▸ **What you will do**
Copy out, unchanged, the rows below from the one containing "Identify every instance of the yellow" to the one containing "x=806 y=139", both included, and nothing else.

(begin)

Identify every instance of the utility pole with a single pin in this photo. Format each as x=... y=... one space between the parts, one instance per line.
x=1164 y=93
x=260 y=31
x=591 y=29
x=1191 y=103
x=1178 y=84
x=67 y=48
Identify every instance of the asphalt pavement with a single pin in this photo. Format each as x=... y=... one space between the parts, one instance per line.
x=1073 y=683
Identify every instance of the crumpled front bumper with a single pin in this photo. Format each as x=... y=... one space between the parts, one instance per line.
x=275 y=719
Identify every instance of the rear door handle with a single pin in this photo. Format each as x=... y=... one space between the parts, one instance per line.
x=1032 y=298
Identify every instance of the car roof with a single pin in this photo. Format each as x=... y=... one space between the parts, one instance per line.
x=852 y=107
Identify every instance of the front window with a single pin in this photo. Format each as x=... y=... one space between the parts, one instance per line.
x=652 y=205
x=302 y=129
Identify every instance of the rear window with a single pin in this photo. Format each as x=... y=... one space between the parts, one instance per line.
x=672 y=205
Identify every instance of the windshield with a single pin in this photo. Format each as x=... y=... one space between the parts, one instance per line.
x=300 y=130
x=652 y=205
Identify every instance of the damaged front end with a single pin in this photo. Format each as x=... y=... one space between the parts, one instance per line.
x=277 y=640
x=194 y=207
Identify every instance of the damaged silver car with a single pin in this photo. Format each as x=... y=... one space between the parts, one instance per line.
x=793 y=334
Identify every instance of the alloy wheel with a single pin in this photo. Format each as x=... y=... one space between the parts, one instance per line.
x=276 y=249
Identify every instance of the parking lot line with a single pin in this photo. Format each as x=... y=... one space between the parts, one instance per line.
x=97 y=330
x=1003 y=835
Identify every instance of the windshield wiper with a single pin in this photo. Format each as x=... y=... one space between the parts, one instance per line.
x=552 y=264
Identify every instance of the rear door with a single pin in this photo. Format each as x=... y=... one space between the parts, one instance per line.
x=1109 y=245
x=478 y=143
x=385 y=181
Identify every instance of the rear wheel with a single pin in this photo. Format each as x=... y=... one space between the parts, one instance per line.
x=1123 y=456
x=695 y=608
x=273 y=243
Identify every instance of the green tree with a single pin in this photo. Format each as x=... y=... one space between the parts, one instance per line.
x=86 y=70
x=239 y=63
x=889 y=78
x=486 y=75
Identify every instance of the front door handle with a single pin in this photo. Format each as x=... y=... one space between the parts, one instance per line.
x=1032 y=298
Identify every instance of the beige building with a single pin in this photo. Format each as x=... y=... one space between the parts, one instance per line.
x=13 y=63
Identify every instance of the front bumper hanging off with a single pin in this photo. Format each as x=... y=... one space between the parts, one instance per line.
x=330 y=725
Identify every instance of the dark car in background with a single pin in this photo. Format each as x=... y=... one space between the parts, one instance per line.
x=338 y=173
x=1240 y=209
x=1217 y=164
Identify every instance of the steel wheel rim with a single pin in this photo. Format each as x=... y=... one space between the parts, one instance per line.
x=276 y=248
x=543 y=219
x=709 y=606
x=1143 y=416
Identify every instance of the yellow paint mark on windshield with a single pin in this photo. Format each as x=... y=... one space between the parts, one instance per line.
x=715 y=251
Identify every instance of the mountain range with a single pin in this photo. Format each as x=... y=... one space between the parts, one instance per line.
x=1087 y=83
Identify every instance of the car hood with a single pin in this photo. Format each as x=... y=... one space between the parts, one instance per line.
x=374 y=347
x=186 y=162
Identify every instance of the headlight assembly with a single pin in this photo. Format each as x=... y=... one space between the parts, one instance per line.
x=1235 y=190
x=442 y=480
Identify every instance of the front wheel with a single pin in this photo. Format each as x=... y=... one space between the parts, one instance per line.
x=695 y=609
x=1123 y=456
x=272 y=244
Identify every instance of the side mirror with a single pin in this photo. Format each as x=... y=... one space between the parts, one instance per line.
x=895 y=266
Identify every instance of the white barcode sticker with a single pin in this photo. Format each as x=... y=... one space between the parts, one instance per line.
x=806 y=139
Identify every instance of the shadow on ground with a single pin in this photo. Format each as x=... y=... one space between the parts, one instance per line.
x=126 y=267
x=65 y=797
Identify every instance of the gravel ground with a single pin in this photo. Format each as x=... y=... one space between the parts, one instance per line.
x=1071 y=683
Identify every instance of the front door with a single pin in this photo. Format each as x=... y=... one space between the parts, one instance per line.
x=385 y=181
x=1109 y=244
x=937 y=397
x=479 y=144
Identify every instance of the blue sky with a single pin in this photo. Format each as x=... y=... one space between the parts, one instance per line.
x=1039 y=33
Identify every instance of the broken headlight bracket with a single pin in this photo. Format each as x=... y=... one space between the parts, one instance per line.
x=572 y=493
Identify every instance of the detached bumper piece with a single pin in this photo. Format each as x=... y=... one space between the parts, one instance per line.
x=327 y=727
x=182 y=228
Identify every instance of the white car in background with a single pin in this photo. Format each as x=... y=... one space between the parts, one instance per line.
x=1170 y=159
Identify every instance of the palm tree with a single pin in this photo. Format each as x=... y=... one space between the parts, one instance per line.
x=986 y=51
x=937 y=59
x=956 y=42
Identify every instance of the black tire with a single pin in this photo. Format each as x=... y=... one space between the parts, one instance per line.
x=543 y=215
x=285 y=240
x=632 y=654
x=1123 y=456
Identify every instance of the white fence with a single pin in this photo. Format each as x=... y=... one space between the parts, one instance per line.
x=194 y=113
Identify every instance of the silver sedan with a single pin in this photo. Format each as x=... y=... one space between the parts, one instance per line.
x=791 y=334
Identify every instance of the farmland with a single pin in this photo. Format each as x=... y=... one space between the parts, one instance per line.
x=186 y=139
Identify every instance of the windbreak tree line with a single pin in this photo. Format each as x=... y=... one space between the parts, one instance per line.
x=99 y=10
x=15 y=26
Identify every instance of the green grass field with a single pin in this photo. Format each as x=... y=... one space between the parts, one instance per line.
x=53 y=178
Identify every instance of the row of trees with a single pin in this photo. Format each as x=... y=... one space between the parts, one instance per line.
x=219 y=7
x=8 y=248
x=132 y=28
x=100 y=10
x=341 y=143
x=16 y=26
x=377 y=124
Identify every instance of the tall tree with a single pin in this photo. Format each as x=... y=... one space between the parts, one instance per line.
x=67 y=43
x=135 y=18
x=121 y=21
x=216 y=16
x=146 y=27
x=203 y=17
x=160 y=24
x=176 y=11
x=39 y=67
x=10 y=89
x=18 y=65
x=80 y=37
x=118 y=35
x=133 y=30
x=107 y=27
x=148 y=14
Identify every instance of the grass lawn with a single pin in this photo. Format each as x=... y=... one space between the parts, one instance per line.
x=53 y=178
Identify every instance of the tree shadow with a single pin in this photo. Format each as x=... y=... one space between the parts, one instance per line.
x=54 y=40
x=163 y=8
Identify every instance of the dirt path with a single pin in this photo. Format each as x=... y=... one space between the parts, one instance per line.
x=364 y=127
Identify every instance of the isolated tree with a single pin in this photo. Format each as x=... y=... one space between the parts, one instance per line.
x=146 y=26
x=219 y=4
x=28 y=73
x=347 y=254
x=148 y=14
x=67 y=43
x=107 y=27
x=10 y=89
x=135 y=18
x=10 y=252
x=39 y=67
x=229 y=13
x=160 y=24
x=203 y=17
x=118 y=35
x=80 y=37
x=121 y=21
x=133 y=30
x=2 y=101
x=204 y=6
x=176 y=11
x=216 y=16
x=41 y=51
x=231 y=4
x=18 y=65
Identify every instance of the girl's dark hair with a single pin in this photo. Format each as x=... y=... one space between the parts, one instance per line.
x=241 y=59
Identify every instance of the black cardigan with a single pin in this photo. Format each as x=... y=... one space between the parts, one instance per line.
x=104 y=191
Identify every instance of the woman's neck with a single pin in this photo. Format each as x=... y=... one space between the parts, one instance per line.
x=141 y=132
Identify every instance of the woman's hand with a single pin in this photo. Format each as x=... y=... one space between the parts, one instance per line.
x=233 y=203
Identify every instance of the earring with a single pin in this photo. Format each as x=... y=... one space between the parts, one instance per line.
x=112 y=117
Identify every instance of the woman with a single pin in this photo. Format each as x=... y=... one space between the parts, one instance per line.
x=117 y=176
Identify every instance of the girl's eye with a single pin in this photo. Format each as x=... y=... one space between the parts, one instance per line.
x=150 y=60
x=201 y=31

(end)

▸ **Output**
Identify every instance of the yellow paint mark on windshield with a single pin in this photo. Format each as x=... y=... one space between the parts, one instance per line.
x=715 y=251
Identify every instance of the mountain range with a single pin in this photo. Format each as x=... y=... one space between the parts, one instance per line.
x=1087 y=83
Identify every instance of the car hood with a single pin in this photo. Format each as x=... y=... one space between the parts, one instance per line.
x=374 y=347
x=186 y=162
Identify every instance of the headlight assembly with a single pin in this photo. Format each as x=... y=... one space between the parts, one instance per line.
x=1235 y=190
x=442 y=480
Identify every instance of the front wheel with a single pin in this photo. Format each as x=... y=... one space between the parts, one instance per line.
x=695 y=609
x=1123 y=456
x=272 y=244
Identify every instance of the side mirror with a single pin in this photo. Format each as x=... y=... one space between the parts, one instance per line.
x=895 y=266
Identify every instance of the white barcode sticker with a single pin in this photo. Format each as x=... y=... one space between the parts, one instance per line.
x=806 y=139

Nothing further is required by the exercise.